[What this task involves]
Copy exactly, and copy only, the lines from the one bearing "Could you point out the boy's mouth" through the final line of the records.
Segment Open
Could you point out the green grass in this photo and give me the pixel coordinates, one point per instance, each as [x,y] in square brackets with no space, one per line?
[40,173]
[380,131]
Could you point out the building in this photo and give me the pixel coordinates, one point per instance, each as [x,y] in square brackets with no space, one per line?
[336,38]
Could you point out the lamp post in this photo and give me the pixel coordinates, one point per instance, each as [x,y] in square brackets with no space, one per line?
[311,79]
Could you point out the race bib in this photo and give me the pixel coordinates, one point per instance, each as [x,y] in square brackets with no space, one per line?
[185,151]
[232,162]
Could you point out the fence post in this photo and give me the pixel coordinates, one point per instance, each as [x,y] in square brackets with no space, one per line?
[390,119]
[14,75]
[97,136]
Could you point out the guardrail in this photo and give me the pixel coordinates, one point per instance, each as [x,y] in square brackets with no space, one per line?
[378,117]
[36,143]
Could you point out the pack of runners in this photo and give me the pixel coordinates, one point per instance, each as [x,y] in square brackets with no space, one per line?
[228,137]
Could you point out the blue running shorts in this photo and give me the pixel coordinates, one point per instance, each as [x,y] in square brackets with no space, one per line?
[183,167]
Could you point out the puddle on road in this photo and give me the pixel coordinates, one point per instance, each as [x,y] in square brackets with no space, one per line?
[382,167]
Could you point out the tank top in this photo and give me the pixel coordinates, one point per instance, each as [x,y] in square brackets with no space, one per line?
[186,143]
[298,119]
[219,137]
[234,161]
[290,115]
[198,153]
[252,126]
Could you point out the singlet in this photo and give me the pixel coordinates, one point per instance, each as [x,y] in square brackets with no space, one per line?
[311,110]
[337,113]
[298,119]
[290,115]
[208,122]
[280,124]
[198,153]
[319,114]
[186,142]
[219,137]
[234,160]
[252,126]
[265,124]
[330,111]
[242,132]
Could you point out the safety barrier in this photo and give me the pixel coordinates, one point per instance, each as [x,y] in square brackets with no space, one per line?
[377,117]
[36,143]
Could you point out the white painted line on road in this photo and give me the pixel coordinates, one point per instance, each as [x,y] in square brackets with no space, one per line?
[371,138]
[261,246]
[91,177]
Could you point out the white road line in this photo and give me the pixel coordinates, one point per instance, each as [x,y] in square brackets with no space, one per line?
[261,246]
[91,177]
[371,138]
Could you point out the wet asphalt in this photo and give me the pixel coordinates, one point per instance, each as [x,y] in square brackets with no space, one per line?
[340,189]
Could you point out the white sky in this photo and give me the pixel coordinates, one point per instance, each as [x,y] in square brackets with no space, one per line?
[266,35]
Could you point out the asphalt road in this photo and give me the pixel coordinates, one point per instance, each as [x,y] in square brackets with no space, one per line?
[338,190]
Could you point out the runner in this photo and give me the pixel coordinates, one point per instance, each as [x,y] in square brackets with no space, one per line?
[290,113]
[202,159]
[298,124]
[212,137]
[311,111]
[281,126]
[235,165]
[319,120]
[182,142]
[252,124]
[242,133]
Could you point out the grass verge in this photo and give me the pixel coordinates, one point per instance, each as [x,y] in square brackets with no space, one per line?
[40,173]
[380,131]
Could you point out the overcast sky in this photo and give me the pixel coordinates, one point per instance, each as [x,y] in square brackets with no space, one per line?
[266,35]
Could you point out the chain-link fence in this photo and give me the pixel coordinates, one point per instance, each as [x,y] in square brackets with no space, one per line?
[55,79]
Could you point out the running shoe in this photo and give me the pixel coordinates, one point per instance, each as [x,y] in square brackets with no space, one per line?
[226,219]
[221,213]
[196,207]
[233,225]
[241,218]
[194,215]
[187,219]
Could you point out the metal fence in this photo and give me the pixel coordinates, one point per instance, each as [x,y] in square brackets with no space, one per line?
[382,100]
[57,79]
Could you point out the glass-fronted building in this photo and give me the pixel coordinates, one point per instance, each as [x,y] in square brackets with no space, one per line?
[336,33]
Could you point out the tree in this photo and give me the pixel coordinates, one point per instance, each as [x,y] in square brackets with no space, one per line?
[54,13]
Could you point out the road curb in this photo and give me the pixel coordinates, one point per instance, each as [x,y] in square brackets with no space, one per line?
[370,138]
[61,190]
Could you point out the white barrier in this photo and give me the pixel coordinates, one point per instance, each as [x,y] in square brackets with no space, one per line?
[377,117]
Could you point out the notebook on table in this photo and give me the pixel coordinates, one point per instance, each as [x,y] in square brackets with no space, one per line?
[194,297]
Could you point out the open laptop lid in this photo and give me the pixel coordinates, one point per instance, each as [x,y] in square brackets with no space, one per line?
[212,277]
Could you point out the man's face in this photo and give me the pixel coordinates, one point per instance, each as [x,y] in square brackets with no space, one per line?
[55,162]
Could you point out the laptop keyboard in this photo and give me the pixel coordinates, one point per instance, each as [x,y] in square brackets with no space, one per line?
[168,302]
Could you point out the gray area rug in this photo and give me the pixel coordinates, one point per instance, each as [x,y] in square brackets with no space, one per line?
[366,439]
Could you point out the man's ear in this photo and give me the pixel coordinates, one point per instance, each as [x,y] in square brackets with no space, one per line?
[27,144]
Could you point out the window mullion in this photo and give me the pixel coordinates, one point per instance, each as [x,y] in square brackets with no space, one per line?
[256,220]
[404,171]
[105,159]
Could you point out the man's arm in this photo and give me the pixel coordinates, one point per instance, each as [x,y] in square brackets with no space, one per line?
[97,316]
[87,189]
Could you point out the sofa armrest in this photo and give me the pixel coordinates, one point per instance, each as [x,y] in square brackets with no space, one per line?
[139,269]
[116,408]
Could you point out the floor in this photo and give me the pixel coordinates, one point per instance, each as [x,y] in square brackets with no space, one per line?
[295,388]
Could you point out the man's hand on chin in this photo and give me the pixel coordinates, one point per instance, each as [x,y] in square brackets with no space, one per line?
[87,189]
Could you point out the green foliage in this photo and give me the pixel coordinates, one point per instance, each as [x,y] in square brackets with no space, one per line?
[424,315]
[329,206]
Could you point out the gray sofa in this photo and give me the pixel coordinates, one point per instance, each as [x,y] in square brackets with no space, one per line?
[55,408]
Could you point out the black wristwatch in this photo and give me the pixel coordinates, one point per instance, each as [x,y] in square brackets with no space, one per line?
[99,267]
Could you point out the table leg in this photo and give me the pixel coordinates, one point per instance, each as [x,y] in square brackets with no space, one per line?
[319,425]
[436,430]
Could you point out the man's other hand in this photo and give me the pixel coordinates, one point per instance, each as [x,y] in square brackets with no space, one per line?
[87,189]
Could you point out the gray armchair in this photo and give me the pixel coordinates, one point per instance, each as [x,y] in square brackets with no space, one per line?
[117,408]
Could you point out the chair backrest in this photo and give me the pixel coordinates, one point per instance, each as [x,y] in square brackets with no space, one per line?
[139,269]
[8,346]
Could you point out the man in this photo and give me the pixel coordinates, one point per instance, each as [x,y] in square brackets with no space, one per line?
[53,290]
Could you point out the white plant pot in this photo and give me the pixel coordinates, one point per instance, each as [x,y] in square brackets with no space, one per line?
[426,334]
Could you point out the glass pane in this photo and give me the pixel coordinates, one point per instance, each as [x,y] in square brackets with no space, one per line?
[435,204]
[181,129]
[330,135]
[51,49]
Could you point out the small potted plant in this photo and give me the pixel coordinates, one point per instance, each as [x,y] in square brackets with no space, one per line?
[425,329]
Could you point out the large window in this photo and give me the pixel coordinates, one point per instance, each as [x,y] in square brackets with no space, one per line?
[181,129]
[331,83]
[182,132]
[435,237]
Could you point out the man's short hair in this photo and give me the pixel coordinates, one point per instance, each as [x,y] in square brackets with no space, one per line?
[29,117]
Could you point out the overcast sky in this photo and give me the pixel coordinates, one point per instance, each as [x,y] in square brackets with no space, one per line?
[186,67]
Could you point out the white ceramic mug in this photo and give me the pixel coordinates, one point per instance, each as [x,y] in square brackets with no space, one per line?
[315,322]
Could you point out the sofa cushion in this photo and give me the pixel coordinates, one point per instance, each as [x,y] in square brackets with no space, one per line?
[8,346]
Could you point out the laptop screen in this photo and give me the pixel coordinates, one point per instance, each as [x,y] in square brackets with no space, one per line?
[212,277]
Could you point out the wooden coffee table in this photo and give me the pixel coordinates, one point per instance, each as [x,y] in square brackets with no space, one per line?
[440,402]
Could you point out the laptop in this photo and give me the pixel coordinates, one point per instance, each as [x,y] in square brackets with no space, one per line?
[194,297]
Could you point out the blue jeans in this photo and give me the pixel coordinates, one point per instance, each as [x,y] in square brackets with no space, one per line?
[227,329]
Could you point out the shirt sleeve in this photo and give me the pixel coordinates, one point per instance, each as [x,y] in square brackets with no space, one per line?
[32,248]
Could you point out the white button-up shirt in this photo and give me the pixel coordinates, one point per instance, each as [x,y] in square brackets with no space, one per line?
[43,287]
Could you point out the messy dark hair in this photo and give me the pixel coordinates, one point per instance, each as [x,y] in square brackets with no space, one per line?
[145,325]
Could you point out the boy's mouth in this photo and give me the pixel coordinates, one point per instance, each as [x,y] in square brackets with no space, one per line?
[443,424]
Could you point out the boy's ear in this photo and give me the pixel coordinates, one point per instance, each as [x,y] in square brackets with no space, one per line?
Segment Closed
[Answer to the exercise]
Could you point out the boy's mouth in this photo and give me the pixel coordinates, one point per instance, each as [x,y] in square brackets with no space, one per line?
[443,424]
Could you point out the boy's ear in this photo and give me the pixel coordinates, one point per instance, each as [x,y] in square brackets with no space, one per line?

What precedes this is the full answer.